━━ TEXT PROVIDED ━━

Rachael from pizzarossa was our lovely June 2013 Daring Bakers’ host and she had us whipping up delicious pies in our kitchens! Cream pies, fruit pies, chocolate pies, even crack pies! There’s nothing like pie! 🙂
As promised, the third and final installment of this month’s Daring Bakers pie challenge. I think my inner chocolate lover unconsciously saved the best for last. (Part I and Part II, for your reading pleasure.)
This tart has a buttery, crisp pastry shell, a thin layer of deeply flavoured caramel, and a thicker layer of dark and velvety smooth chocolate mousse. It is pretty decadent but so worth it. I added some ground hazelnuts to the crust and topped the finished tart with hazelnuts dipped in caramel for added drama. Not that a tart this good needs extra drama, but the fact that I lead a fairly drama-free life makes me feel the need to bring the drama sometimes – if only to dessert.
Other than the candied hazelnuts, creating this tart is easy-peasy. You make an egg and sugar-enriched pâté sablée crust and blind bake it. You cook some sugar until it caramelizes, then add cream – which gets exciting with some violent bubbling, but no big deal – and BAM! you’ve got caramel. You mix together eggs, cream, and melted chocolate, layer it in the pastry shell over the caramel, and bake it. Let it cool and serve it to anyone you want to impress, because this will impress them like whoa.

━━━
━━ SOURCE DATA ━━

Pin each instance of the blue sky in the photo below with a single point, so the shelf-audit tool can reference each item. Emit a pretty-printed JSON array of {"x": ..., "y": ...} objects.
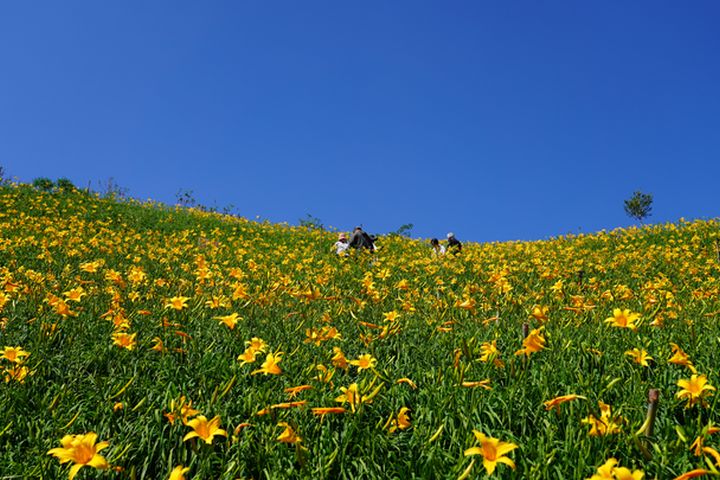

━━━

TASKS TO CARRY OUT:
a: Decide whether each statement agrees with the chocolate caramel tart post, answering yes or no and quoting the deciding words: (i) Ground hazelnuts went into the crust. (ii) The chocolate layer is thinner than the caramel layer. (iii) Rachael from pizzarossa hosted the June 2013 challenge.
b: Please write out the chocolate caramel tart post again, starting with "Rachael from pizzarossa" and going on through "your reading pleasure.)", and switch "Daring Bakers" to "Home Bakers".
c: Carry the chocolate caramel tart post forward from its last sentence.
The listing has no connection to the chocolate caramel tart post.

RESPONSES TO THE TASKS:
a:
(i) Yes: "I added some ground hazelnuts to the crust"
(ii) No: "a thin layer of deeply flavoured caramel, and a thicker layer of dark and velvety smooth chocolate mousse"
(iii) Yes: "Rachael from pizzarossa was our lovely June 2013 Daring Bakers’ host"

b:
Rachael from pizzarossa was our lovely June 2013 Home Bakers’ host and she had us whipping up delicious pies in our kitchens! Cream pies, fruit pies, chocolate pies, even crack pies! There’s nothing like pie! 🙂
As promised, the third and final installment of this month’s Home Bakers pie challenge. I think my inner chocolate lover unconsciously saved the best for last. (Part I and Part II, for your reading pleasure.)

c:
And if you too want to bring the drama, you can make candied hazelnuts. You’ve already made caramel once today, why not do it again? This time, make sure you don’t walk away from it, only to be brought back to the stove by the scent of burning sugar. Yeah, that was a fun pot to clean… Also, don’t try this on a humid day. It’s been raining here for what feels like weeks, and within a few hours, my beautiful caramel creations were starting to melt as they absorbed all the moisture in the air. But they served their purpose (DRAMA!) long enough to take a picture, and they tasted just as good in their half-melted state.
Thanks for introducing me to this recipe Rachael – soooo good!
Chocolate and Caramel Tart with Hazelnuts
Pâté sablée recipe adapted from Chef Simon, filling from Valéry Drouet’s Chocolat. Candied hazelnuts adapted from De La Casa and Martha Stewart. Makes one 9 or 10″ round tart, about 8 servings. (Note: If my tart looks smaller than 9 or 10″ to you, that’s because it is – I scaled-down this recipe to make a smaller 8″ tart, as seen in the pictures.)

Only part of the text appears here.